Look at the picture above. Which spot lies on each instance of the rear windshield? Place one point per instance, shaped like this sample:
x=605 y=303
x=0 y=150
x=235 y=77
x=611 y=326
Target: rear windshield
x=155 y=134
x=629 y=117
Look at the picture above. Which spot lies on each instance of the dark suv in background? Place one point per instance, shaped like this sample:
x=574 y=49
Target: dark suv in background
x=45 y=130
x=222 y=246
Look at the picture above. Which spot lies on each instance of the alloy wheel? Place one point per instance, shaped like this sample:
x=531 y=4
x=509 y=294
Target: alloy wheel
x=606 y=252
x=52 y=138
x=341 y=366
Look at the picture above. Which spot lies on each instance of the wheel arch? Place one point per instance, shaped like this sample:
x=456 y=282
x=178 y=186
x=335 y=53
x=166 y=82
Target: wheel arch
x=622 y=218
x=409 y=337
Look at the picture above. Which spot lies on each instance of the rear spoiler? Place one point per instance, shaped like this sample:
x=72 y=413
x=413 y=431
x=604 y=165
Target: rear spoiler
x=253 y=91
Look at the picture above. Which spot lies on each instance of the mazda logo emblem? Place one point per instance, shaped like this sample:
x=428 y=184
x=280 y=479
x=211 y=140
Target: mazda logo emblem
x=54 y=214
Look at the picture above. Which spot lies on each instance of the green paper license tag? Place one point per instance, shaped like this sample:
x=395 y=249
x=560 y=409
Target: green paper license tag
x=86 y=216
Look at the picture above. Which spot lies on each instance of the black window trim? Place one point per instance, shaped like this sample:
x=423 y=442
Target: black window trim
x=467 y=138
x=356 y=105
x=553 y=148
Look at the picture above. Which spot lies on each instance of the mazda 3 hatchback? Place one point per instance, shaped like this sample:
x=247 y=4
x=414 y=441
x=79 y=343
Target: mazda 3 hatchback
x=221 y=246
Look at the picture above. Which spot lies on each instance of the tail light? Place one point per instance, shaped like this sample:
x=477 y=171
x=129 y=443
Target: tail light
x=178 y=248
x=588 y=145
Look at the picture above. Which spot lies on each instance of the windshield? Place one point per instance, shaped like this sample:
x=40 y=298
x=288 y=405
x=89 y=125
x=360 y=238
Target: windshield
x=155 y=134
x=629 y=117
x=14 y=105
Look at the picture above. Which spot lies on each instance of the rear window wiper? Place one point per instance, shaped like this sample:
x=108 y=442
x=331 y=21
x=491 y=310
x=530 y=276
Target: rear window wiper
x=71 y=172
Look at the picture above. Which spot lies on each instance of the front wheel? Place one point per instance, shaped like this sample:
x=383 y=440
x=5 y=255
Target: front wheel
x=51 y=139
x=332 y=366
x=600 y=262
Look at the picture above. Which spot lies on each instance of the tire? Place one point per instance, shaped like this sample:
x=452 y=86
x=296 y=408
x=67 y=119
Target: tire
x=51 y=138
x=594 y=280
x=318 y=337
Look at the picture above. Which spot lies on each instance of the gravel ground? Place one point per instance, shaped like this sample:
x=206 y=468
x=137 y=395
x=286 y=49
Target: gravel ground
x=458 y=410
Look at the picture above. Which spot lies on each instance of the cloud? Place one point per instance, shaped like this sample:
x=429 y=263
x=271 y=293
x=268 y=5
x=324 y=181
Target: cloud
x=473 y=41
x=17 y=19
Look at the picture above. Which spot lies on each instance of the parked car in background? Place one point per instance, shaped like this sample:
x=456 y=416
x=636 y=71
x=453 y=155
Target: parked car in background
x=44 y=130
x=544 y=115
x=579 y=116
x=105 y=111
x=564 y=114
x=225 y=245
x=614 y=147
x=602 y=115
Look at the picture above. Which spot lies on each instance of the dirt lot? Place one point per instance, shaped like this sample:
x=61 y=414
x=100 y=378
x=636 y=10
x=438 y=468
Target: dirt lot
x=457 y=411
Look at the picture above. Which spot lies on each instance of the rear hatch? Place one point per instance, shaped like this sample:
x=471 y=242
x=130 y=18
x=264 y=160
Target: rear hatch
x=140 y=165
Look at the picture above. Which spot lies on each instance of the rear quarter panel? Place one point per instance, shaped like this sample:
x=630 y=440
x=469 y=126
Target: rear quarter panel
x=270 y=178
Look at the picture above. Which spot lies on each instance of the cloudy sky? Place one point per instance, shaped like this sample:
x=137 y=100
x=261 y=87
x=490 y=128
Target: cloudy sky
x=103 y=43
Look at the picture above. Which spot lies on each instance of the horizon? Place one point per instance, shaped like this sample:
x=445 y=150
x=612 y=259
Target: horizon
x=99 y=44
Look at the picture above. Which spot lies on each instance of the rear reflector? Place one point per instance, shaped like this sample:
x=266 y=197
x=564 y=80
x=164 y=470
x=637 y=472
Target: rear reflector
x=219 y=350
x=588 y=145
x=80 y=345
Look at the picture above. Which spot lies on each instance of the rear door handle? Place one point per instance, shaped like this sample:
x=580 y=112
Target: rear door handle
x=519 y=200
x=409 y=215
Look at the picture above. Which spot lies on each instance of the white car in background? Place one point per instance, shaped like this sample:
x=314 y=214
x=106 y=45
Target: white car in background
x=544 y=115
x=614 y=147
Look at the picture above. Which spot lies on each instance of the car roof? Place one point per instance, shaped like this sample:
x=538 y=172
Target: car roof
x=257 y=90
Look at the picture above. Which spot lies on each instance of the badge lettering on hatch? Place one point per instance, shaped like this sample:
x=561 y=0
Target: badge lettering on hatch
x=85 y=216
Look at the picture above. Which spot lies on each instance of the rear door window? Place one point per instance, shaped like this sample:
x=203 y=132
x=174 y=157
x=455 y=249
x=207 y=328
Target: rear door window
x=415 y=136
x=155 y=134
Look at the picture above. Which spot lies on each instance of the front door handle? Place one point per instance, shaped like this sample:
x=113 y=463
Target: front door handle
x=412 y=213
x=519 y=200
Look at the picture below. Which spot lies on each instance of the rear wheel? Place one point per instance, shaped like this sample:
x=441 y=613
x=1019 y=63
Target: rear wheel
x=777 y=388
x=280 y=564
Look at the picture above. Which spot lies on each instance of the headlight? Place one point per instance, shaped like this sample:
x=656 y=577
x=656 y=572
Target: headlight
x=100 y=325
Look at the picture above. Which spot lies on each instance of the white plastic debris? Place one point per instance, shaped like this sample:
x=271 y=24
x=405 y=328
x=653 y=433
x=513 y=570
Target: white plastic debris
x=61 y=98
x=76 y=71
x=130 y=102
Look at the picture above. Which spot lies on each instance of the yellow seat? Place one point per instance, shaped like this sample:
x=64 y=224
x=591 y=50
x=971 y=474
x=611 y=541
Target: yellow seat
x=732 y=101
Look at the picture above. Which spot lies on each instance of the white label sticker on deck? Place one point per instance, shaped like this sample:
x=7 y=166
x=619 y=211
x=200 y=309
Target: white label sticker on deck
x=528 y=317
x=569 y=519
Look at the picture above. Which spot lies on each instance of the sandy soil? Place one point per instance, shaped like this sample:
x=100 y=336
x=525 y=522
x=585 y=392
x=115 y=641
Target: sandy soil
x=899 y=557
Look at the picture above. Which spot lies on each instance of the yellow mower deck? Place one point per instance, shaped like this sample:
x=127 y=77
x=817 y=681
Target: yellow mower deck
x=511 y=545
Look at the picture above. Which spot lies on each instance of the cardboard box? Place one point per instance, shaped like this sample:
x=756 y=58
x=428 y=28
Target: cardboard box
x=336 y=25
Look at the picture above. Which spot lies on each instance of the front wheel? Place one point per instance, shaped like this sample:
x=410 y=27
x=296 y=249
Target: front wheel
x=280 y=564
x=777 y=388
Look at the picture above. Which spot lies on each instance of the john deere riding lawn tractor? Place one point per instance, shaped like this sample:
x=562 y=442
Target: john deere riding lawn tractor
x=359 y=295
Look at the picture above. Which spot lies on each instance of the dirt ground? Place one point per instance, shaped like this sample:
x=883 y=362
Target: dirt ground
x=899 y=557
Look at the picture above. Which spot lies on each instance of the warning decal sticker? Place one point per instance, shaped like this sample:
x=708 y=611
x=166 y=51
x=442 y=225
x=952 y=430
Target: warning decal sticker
● ● ● ●
THE PROBLEM:
Pull out all lines in the data above that include "decal".

SOLUTION TO THE EXERCISE:
Look at the picture above. Which spot lies on each instance of the warning decal sticker? Place one point per instance, shaped like this sample:
Target: warning decal sticker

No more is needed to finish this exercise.